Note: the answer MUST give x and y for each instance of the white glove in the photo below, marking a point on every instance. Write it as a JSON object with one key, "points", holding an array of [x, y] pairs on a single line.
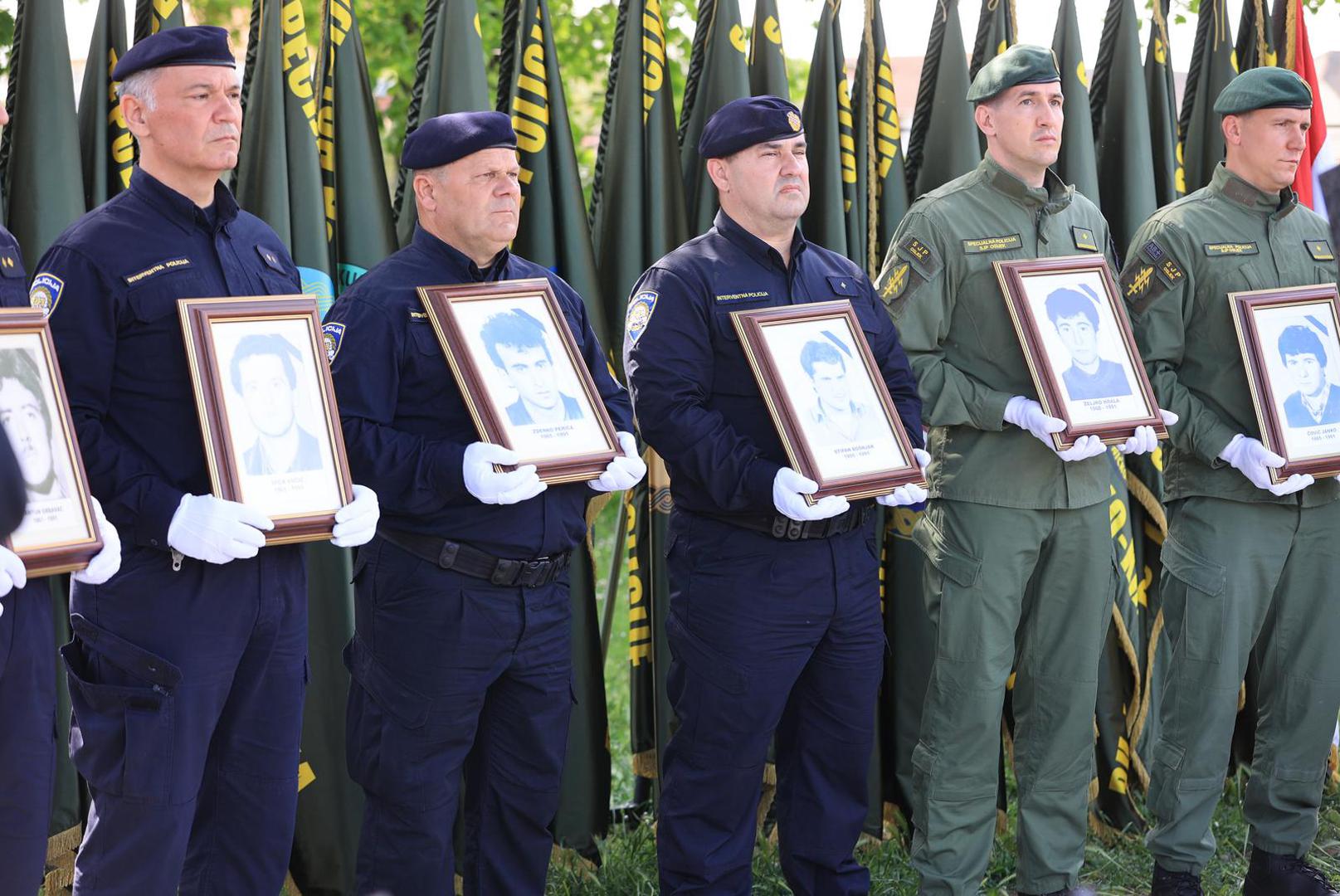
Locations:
{"points": [[12, 575], [355, 523], [216, 531], [910, 493], [625, 470], [1255, 461], [106, 562], [1030, 416], [1145, 440], [788, 490], [499, 488]]}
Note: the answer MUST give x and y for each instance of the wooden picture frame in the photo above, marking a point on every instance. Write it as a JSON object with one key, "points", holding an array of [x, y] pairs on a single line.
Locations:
{"points": [[1291, 351], [59, 529], [532, 394], [267, 410], [1079, 347], [839, 431]]}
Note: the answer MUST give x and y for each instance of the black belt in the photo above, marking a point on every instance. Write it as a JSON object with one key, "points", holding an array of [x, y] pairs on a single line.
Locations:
{"points": [[782, 527], [472, 562]]}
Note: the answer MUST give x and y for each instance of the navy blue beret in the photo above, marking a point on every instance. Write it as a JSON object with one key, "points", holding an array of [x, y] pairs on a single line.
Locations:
{"points": [[187, 46], [442, 139], [748, 122]]}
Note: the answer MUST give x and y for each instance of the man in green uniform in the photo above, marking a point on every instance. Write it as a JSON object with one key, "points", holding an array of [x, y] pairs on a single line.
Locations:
{"points": [[1248, 562], [1020, 572]]}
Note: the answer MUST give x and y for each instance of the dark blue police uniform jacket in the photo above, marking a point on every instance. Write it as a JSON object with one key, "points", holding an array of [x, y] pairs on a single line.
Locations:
{"points": [[176, 640], [407, 425], [27, 666], [697, 401]]}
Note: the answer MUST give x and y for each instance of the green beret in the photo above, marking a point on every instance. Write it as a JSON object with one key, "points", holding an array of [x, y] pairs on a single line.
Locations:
{"points": [[1020, 65], [1265, 87]]}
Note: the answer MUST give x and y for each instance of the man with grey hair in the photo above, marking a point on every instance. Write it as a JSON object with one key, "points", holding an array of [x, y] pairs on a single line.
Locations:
{"points": [[187, 671]]}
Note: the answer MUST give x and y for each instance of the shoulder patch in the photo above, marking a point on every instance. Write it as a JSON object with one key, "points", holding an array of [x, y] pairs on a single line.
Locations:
{"points": [[46, 292], [154, 270], [922, 257], [1084, 239], [1230, 248], [993, 244], [1320, 250], [640, 314], [333, 335]]}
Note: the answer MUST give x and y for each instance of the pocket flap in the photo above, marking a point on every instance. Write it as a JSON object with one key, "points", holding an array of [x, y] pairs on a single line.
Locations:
{"points": [[407, 706], [692, 650], [1193, 569], [124, 655], [943, 553]]}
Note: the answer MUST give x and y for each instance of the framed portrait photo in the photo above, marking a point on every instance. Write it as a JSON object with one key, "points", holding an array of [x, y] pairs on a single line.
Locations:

_Your goal:_ Copy all of the items above word for word, and leave out the pictures.

_Problem solution:_
Note: the answer MUST give x and y for each instance of the white glove in the photo below, marking a point on every instance. Write it as a JSON object with one key, "points", holding an array of [x, y] pairs on a single line.
Locations:
{"points": [[12, 575], [355, 523], [216, 531], [910, 493], [625, 470], [1255, 461], [106, 562], [1030, 416], [1145, 440], [788, 490], [499, 488]]}
Note: the answer MUST give x and y for each instance of the wooden picture frame in the photo above, marking a point on every instance. Write it as a JSON object with one key, "points", holding an array of [x, y] pairs on a single line.
Locations:
{"points": [[1291, 351], [59, 529], [532, 394], [267, 410], [1079, 347], [839, 431]]}
Note: the answer MUST give x and y for each instance of the black belt in the photo above, marking a point on every instance. Write it as a JSON object with one key, "points", holding an array of [x, y] pairs on a single line.
Locations:
{"points": [[782, 527], [472, 562]]}
Note: the answer MUST give x and y for each instance of the navy blue beret in the photo above, marking a point on every instance. Write it as a JSON object with one key, "points", holding an array of [x, y] pairs on a single line.
Locations:
{"points": [[187, 46], [442, 139], [748, 122]]}
Note: the answer MUST give x and y for each instance of the man in green uniform in the photo above, marking a point on every instance. Write it as a JSON object with one key, "points", holding an array of [x, y] pairs on a single line.
Locations:
{"points": [[1248, 562], [1020, 572]]}
Note: the answer MUST give x and y for each instance of the dark blue police uniform jacket in the photo above, marking a point on every instance. Write it as a JSON object with one key, "points", holding an array of [x, y] pairs on a single line.
Locations:
{"points": [[176, 640], [407, 425], [27, 666], [697, 401]]}
Note: the answer MUST give x and y for each instance of the green beret in the photo above, marking a point on every instance. Write it as a JSON object with one key, "points", holding an array of [x, y] pairs on a single line.
Locations:
{"points": [[1020, 65], [1265, 87]]}
Note: the answer MUST give x and y for each instance of the man with grey hair in the photo above, marking a point on every instance. Write it as a JSON object with one key, "points", holding an array of [x, y] pairs on a single line.
Locations:
{"points": [[187, 671]]}
Note: the answer MUST give x and y for each instance of the shoulder patch in the photo above, marking a point on every instance. Write it as a JSON object with one key, "points", holding an array of [x, y] pairs on a single line.
Locations:
{"points": [[46, 292], [154, 270], [922, 257], [1084, 239], [1230, 248], [993, 244], [1320, 250], [640, 314], [333, 335]]}
Note: the answer MUST give x and y for each instance of the pocket flap in the photo above, marking a point on every instance. Write it as a JSON object with one key, "points", holding an array of [x, y] pairs on a single line.
Locations:
{"points": [[407, 706], [692, 650], [1193, 569], [124, 655], [943, 553]]}
Note: the answer MUST give x and y for each instance of the framed portrait photo in the photo above, marking a point on every instance. Write it as a JSON object with one key, "points", holding an array of [x, y] pairs on a single line.
Locations:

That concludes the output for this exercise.